— Request —
The required output is the line that contains "Place a pin on every instance of the catcher in" plus every line after it in the listing below, copied exactly as it appears.

[Position identification records]

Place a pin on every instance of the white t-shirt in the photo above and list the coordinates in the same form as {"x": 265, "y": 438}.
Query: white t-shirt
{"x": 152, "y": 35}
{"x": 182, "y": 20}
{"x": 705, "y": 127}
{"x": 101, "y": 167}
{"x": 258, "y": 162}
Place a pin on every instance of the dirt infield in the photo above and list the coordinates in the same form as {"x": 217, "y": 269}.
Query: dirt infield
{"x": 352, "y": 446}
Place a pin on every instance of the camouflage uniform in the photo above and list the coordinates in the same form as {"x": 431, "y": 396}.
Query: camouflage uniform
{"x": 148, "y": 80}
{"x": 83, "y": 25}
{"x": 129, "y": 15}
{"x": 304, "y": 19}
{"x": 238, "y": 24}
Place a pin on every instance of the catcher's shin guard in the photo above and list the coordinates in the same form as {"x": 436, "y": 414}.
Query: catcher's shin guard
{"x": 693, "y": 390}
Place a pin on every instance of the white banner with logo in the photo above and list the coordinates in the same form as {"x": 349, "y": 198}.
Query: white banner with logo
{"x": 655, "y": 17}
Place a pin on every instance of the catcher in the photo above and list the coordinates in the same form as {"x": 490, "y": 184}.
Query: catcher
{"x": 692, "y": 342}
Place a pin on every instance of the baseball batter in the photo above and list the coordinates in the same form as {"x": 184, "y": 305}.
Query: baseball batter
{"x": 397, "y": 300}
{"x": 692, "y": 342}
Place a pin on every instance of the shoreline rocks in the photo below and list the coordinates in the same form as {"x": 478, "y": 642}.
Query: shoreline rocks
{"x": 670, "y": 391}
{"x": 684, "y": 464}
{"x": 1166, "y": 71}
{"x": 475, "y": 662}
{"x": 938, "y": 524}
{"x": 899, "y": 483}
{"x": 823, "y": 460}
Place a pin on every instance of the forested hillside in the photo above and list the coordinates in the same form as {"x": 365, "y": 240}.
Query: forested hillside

— Response —
Place a pin on every instance of the catcher in the photo above and list the coordinates in the same form as {"x": 490, "y": 184}.
Query: catcher
{"x": 692, "y": 342}
Place a pin on every instance of the baseball batter in the photo above and list the coordinates in the same form as {"x": 184, "y": 305}.
Query: baseball batter
{"x": 397, "y": 300}
{"x": 692, "y": 342}
Place a pin on every instance of the shoreline rocks in the photo below and list the coordinates in the same form as {"x": 478, "y": 642}.
Query: shoreline rocks
{"x": 670, "y": 391}
{"x": 684, "y": 464}
{"x": 1166, "y": 71}
{"x": 475, "y": 662}
{"x": 938, "y": 524}
{"x": 899, "y": 483}
{"x": 823, "y": 460}
Place a pin on every instance of the forested hillside in the photo above and list the coordinates in the same form as {"x": 365, "y": 240}.
Query: forested hillside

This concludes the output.